== DATA FOR THIS EXERCISE ==

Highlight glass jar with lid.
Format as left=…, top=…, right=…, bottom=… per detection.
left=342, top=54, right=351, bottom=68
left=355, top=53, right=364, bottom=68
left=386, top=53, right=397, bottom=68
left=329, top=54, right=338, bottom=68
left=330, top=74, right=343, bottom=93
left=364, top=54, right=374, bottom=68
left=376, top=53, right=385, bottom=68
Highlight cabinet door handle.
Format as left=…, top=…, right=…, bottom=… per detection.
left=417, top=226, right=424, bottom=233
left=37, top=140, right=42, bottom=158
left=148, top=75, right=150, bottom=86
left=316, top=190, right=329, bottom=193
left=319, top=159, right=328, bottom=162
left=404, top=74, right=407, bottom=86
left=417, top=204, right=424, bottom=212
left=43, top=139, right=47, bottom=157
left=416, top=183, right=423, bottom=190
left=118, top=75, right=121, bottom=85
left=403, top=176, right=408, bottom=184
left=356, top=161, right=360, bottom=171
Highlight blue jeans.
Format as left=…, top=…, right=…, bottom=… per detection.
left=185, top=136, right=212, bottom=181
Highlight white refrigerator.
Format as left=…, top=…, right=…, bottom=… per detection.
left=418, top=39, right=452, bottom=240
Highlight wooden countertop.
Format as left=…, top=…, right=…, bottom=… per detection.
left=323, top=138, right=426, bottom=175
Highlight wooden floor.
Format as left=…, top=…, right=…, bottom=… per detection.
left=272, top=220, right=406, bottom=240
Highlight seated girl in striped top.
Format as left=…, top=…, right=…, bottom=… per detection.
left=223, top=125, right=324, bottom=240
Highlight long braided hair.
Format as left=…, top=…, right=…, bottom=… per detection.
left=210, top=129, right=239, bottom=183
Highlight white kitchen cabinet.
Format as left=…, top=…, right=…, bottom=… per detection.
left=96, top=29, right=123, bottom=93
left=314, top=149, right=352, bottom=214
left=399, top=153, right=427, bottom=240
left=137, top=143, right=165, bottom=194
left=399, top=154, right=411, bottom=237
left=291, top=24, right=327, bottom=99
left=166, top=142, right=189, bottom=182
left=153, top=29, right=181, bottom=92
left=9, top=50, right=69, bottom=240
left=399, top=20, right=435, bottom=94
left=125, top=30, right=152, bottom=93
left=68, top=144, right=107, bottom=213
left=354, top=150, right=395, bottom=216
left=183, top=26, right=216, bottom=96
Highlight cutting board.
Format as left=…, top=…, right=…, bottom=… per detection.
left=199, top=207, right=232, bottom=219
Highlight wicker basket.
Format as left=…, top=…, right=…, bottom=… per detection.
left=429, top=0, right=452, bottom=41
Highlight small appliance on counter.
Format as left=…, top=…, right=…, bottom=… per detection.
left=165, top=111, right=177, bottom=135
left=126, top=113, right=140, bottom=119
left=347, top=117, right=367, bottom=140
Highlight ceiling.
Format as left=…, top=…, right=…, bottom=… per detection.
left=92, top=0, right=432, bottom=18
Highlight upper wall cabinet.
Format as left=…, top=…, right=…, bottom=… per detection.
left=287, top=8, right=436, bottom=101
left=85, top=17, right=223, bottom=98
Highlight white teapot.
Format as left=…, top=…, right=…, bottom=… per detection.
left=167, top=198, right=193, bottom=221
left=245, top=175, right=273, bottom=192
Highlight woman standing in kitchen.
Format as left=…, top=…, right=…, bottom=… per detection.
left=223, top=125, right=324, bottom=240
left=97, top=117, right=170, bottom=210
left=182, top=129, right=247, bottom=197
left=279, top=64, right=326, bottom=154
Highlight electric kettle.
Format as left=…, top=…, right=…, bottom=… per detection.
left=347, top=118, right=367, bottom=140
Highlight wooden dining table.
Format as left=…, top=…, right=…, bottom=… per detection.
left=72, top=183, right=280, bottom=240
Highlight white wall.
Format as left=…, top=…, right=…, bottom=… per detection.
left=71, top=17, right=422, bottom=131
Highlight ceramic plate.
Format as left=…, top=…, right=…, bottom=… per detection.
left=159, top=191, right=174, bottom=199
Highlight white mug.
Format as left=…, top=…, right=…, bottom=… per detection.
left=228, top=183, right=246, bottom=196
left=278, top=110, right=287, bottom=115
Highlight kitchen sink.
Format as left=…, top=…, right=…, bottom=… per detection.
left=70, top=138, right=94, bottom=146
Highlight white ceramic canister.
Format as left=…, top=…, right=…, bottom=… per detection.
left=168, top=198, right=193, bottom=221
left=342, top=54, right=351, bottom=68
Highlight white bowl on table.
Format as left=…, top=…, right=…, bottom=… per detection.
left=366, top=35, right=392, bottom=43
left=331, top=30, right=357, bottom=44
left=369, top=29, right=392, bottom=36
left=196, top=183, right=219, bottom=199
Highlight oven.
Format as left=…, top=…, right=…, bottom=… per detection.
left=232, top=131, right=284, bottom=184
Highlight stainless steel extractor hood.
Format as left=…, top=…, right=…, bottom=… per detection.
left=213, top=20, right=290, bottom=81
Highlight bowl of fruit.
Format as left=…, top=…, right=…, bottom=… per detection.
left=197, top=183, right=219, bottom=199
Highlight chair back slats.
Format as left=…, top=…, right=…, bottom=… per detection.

===

> _REQUIRED ACTION_
In the listing, find all lines with the string "wall" and copy them.

> _EXERCISE RESPONSE_
Highlight upper wall cabinet.
Highlight white wall.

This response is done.